• _Page extract_:
STONE: Museums allowed me to come when they were closed so I went to museums all over the world on Mondays. That was unbelievable. I lived all over the world and worked all over the world, both in my life as an actress and my life as a peace activist and human rights activist. So I’ve seen so much extraordinary art that it’s almost like I got this sort of side degree in art and art history, which has just been magnificent. And that has been unbelievably inspiring to me.
AP: This passion for painting started with paint-by-numbers and then went quickly to 6-by-8-foot canvases?
STONE: I love the bigs. It just sends me to paint on a big canvas. If I could get bigger ones… (laughs.) I love painting in the big scale and it’s opened something in me. It’s moved something inside of me. My first show was called ‘Shedding’ because I started realizing I was shedding a lot of oppression. A lot of ‘You have to do it this way. You’re allowed to be creative, but it has to be like this.’
AP: How do you know when a painting is finished?

• _Supplied information_:
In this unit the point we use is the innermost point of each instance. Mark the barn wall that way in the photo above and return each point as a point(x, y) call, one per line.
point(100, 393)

• _Work order 1_:
In the Stone interview:
(a) On which day of the week did Stone visit museums around the world?
(b) What canvas size does the interviewer say Stone's painting moved on to?
(c) What was the title of Stone's first show?
• _Work order 2_: Can you resume the Stone interview from where it stops?
The data above has no connection to the interview with Stone.

• _Task answer 1_:
(a) Mondays
(b) 6-by-8-foot canvases
(c) 'Shedding'

• _Task answer 2_:
STONE: That’s the biggest discipline. Because in the beginning, you can’t stop. Because you never feel like, ‘That’s it.’ When this stuff was being wrapped up for this show, I put it all outside so I can see everything, all together. And then I was running around with this pallet. ’Oh! Oh, my gosh! (gestures paint strokes) But then I was like, ‘You got to cool it.’ Because you can destroy everything, and you can just ruin your art if you don’t stop. You can go past a point of no return.